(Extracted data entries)
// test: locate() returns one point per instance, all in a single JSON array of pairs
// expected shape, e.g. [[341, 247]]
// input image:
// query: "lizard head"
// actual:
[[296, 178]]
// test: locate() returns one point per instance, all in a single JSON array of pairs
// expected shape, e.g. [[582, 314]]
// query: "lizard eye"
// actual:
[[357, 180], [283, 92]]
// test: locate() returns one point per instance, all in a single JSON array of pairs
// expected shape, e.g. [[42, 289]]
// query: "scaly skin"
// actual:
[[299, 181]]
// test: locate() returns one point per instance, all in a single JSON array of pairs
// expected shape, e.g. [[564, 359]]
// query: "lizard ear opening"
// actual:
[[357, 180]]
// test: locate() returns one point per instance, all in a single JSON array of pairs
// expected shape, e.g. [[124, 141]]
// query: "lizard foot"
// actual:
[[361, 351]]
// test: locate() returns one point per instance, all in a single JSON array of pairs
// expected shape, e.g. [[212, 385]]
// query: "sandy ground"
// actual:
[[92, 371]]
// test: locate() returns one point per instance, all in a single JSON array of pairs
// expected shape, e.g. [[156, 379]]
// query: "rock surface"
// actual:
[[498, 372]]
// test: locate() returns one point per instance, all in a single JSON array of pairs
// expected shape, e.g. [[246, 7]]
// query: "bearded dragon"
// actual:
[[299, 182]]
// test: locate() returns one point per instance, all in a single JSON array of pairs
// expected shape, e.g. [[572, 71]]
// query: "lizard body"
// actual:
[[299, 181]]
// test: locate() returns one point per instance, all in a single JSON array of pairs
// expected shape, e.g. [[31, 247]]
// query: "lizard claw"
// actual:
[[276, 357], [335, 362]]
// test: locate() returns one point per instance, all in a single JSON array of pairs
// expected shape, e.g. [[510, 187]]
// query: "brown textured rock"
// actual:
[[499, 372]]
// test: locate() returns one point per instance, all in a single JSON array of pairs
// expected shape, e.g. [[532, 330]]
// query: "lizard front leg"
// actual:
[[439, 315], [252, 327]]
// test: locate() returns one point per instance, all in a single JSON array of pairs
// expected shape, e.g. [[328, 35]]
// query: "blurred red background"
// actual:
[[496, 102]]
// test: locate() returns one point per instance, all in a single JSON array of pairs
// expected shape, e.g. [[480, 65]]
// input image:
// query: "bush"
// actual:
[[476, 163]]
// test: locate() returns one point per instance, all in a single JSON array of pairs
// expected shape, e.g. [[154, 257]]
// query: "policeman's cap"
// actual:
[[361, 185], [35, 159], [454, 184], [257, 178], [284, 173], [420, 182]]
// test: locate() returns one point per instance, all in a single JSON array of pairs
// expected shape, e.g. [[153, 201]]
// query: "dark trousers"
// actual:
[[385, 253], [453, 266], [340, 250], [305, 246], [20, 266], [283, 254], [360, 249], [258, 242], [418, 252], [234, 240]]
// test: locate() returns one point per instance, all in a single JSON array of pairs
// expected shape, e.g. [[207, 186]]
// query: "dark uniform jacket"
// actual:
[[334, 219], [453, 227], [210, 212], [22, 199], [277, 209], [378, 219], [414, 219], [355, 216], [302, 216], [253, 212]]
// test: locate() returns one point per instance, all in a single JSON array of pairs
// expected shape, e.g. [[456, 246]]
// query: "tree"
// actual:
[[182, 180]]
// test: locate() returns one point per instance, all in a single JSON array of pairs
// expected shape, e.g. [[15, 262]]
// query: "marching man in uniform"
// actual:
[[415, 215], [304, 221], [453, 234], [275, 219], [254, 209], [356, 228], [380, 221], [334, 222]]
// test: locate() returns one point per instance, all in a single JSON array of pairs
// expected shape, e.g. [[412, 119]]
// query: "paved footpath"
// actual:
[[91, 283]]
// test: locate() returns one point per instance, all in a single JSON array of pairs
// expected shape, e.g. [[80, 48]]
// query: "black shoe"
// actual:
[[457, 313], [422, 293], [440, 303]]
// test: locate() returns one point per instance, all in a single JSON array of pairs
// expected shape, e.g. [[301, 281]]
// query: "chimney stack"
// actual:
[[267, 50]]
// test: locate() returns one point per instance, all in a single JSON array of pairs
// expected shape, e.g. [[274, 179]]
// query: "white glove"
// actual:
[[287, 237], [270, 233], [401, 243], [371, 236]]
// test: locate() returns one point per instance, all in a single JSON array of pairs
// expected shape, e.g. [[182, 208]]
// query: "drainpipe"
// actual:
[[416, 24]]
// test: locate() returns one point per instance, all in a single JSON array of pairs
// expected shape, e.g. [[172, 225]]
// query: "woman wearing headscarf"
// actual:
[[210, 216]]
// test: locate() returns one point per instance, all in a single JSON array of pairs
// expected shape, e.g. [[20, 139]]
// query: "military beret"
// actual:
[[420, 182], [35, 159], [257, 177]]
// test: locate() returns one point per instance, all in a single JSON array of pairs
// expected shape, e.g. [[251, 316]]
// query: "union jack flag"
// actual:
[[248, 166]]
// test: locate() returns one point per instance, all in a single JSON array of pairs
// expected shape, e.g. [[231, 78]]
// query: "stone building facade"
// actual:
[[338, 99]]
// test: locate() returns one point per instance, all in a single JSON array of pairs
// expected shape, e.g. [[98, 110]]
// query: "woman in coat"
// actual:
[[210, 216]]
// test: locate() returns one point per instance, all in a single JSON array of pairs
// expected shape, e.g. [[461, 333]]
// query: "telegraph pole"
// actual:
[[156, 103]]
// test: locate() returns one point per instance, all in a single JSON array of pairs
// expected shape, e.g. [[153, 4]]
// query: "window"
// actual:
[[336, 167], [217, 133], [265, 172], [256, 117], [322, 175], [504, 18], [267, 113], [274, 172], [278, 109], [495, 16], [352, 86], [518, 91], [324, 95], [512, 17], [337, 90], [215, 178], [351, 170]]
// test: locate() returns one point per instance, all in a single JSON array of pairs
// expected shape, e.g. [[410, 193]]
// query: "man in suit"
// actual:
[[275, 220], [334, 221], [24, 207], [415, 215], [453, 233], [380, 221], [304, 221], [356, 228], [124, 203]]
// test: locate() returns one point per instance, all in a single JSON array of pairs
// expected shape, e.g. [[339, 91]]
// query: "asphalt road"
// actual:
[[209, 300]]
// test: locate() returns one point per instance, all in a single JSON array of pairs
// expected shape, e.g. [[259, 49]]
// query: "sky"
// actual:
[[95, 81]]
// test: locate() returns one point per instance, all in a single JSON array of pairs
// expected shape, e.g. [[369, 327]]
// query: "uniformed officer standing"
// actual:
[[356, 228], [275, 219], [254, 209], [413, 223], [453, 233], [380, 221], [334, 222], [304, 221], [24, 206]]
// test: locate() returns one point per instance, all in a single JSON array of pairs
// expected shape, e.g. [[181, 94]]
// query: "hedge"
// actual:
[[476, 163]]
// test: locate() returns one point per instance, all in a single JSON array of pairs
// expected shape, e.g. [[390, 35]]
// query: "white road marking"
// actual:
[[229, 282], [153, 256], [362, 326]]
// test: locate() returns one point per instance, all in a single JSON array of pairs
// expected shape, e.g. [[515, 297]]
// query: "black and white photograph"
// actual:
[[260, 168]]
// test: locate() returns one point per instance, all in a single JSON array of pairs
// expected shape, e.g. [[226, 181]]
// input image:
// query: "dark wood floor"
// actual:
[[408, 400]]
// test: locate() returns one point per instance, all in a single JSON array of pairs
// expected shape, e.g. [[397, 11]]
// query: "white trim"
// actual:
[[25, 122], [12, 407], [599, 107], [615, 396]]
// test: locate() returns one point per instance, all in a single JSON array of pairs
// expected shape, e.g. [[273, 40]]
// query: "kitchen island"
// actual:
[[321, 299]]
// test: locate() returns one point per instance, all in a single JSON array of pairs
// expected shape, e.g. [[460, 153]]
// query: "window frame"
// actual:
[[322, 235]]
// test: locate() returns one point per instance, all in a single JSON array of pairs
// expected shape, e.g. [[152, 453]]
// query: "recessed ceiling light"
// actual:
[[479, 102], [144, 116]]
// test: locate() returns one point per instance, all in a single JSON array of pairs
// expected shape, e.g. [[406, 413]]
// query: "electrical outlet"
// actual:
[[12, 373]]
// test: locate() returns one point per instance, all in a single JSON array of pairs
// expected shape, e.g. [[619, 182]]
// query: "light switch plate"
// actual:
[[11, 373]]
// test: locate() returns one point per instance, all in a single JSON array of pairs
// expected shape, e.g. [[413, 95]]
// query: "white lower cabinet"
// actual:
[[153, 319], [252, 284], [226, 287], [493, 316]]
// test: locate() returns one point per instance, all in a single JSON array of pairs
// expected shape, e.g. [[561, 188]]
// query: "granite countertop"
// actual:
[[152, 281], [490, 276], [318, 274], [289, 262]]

§ TASK: Report each line in the entries where the string "woman" occurs.

§ RESPONSE TO THE EXERCISE:
// query: "woman wearing headscarf"
// query: "woman in coat"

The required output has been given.